---- Text block

On Our Feet or On Our Knees

By Richard Girard

Today in America, we face a moral conflict whose divisiveness is unequalled by any other since our Civil War. We are divided between those who believe that they have no responsibility to their fellow man other than to reproach them to struggle harder against an inequitable economic system, and those who believe that if we are to have any realistic chance of enjoying Thomas Jefferson's unalienable rights of "Life, Liberty, and the Pursuit of Happiness," the current system must change so that all Americans have a real opportunity for such an outcome.

Gandhi once stated that there is enough in this world for everybody's needs, but not for anybody's greed. It is morally wrong to ask a worker to take a cut in his wages, forcing him and his family to do without, just so a wealthy shareholder might realize an extra ten cents per share on the stock he holds, while he sits by the pool, waiting for his dividend check. We will be told that extra ten cents goes to worker retirement funds, but the truth is that the majority of shareholders of stocks are not retirees' pension funds, but the richest One Percent of our nation's population.

We can no longer accept at face value the lies upon which our recklessly exploitive capitalist society hides its darkest acts. There is no Horatio Alger--the top One Percent have reduced our modern economy to the worst sort of merciless, dog-eat-dog system, a system that would make even an Edmund Burke blanch.

--------
---- Material provided

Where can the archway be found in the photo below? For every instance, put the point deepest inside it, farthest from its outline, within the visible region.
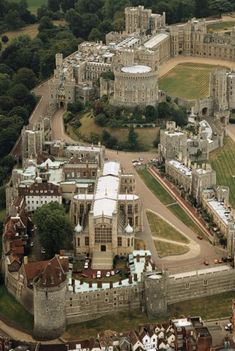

--------

Given request A> In the essay, who is credited with saying that the world holds enough for everybody's needs but not for anybody's greed?
Given request B> Print the passage of the essay between "On Our Feet" and "such an outcome.", inclusive.

Exercise answer A> Gandhi.

Exercise answer B>
On Our Feet or On Our Knees

By Richard Girard

Today in America, we face a moral conflict whose divisiveness is unequalled by any other since our Civil War. We are divided between those who believe that they have no responsibility to their fellow man other than to reproach them to struggle harder against an inequitable economic system, and those who believe that if we are to have any realistic chance of enjoying Thomas Jefferson's unalienable rights of "Life, Liberty, and the Pursuit of Happiness," the current system must change so that all Americans have a real opportunity for such an outcome.